- Data extract:
§ §
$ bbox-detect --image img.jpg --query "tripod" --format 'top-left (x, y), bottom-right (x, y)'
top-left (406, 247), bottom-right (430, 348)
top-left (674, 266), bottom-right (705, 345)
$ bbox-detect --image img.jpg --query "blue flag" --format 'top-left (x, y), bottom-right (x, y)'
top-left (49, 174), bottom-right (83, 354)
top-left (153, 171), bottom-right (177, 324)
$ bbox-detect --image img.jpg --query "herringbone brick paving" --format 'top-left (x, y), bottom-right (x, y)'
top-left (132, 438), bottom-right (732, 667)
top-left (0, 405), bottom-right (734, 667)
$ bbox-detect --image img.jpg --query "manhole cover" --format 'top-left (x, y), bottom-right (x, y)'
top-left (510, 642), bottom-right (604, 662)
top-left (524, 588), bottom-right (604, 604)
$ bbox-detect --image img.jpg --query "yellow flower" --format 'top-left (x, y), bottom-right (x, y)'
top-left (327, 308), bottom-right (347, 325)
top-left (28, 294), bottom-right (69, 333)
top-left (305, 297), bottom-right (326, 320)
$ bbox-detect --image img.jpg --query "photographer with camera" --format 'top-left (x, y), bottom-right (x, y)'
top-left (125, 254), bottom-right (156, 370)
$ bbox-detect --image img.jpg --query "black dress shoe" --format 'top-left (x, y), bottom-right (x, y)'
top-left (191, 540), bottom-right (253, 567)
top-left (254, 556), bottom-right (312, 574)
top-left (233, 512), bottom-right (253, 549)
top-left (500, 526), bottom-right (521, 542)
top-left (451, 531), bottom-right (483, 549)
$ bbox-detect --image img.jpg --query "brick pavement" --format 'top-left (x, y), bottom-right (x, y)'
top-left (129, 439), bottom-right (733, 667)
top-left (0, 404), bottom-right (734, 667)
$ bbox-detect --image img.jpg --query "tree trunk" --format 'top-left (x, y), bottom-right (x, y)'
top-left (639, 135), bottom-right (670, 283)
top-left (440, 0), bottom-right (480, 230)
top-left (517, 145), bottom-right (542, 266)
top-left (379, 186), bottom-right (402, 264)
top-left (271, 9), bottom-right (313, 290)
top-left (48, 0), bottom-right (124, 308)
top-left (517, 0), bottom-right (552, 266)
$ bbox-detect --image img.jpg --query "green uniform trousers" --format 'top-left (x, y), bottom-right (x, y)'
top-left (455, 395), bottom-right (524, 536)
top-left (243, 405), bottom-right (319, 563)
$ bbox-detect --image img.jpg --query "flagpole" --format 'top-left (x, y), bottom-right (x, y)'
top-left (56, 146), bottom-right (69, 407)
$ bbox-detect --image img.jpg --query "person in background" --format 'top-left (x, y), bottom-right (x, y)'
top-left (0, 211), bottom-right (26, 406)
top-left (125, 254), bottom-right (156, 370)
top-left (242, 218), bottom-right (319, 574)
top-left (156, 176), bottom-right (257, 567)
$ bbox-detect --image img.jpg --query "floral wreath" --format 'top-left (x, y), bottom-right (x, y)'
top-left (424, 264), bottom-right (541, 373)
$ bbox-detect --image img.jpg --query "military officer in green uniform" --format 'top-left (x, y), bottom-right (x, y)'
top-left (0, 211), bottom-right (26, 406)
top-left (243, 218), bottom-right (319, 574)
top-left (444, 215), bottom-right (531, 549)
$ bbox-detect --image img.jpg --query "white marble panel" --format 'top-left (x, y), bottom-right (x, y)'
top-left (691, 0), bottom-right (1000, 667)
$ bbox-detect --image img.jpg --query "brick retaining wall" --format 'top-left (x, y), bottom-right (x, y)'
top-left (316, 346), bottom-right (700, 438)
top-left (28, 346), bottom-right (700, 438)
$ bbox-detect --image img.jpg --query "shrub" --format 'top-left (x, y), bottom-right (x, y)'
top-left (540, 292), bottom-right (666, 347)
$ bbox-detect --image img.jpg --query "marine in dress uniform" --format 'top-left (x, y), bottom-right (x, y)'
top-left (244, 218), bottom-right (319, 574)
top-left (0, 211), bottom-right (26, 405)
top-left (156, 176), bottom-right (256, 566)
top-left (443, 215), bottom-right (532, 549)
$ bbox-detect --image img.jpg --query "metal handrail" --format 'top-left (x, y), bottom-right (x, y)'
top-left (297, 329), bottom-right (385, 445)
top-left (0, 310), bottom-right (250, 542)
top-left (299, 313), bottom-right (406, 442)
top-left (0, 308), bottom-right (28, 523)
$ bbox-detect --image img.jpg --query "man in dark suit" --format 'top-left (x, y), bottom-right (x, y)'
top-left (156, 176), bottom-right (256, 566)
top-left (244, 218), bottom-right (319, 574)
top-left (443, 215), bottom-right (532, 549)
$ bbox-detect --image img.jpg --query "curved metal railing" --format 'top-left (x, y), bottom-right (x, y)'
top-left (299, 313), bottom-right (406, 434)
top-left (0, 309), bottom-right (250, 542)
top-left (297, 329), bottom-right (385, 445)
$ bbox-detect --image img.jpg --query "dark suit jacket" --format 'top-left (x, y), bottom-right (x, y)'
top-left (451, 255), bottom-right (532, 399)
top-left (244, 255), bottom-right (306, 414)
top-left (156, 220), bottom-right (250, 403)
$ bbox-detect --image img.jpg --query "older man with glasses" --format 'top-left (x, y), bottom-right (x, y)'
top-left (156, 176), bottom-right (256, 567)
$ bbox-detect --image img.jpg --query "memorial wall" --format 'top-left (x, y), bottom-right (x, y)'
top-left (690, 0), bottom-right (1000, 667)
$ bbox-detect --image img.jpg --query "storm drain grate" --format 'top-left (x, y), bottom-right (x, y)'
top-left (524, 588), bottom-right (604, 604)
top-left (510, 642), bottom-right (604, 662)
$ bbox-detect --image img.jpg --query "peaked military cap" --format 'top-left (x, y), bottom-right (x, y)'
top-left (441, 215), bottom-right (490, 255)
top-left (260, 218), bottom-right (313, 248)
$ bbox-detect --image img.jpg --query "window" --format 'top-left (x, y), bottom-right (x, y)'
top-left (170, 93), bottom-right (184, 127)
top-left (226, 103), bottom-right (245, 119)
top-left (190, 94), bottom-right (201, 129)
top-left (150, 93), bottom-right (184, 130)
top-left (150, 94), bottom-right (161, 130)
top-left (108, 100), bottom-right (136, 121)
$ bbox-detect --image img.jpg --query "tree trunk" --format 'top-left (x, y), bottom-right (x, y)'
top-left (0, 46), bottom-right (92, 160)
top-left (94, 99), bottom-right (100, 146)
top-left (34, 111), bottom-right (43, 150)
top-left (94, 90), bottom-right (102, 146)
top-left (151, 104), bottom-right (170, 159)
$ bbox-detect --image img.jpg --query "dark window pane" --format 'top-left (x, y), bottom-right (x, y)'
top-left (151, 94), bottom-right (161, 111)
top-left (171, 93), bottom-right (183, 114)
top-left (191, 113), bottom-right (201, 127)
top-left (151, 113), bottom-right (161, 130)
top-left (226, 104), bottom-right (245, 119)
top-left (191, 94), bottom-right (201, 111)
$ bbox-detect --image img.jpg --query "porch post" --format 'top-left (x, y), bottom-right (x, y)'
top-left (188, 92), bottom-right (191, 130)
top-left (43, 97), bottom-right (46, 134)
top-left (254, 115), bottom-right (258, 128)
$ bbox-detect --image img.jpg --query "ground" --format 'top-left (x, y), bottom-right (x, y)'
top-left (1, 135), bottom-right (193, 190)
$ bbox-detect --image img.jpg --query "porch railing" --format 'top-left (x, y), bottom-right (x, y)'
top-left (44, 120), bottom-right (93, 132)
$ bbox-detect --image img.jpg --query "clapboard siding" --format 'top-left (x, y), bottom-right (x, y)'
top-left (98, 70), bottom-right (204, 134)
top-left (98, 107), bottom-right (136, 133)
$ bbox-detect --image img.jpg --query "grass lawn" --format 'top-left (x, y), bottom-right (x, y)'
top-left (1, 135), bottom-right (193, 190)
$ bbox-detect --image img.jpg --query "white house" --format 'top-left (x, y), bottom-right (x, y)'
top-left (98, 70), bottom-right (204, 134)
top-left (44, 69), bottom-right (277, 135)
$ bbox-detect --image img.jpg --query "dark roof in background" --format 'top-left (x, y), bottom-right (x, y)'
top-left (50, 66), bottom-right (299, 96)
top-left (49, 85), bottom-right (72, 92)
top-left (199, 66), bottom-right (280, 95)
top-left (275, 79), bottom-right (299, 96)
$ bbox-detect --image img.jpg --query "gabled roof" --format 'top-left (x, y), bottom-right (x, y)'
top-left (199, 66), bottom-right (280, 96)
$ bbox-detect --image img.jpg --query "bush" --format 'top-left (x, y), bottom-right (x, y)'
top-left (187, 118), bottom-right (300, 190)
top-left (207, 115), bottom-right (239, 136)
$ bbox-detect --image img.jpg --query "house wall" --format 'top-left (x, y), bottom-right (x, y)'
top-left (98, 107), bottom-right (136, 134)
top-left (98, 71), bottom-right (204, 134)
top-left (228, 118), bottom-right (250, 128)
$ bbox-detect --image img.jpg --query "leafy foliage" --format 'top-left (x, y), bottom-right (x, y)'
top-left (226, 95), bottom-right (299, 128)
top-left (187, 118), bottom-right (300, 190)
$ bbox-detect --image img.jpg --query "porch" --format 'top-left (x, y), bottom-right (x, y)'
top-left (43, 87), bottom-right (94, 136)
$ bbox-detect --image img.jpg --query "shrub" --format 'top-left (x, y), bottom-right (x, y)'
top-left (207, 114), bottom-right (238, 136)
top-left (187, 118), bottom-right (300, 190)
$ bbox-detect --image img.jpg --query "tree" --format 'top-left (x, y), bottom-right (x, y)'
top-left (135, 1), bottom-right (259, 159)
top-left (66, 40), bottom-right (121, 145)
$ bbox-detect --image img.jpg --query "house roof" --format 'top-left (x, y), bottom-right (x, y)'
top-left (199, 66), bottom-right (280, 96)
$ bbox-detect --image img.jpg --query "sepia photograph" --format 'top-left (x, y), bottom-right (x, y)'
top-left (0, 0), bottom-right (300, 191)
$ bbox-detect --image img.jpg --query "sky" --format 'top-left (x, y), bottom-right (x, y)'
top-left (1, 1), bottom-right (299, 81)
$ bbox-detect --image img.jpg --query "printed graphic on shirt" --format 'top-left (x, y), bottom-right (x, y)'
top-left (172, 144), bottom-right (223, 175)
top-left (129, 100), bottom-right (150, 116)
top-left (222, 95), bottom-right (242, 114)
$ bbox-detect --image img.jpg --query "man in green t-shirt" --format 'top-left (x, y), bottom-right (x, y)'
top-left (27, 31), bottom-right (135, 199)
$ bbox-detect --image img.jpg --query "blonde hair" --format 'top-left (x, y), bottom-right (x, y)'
§ §
- What the task asks: Copy the lines word for word, beginning with the very first one and stopping after the line that contains "top-left (153, 171), bottom-right (177, 324)".

- Output for this task:
$ bbox-detect --image img.jpg --query "tripod" --format 'top-left (x, y), bottom-right (x, y)'
top-left (406, 247), bottom-right (430, 348)
top-left (674, 266), bottom-right (705, 345)
$ bbox-detect --image img.jpg --query "blue flag" --format 'top-left (x, y), bottom-right (x, y)'
top-left (49, 174), bottom-right (83, 354)
top-left (153, 171), bottom-right (177, 324)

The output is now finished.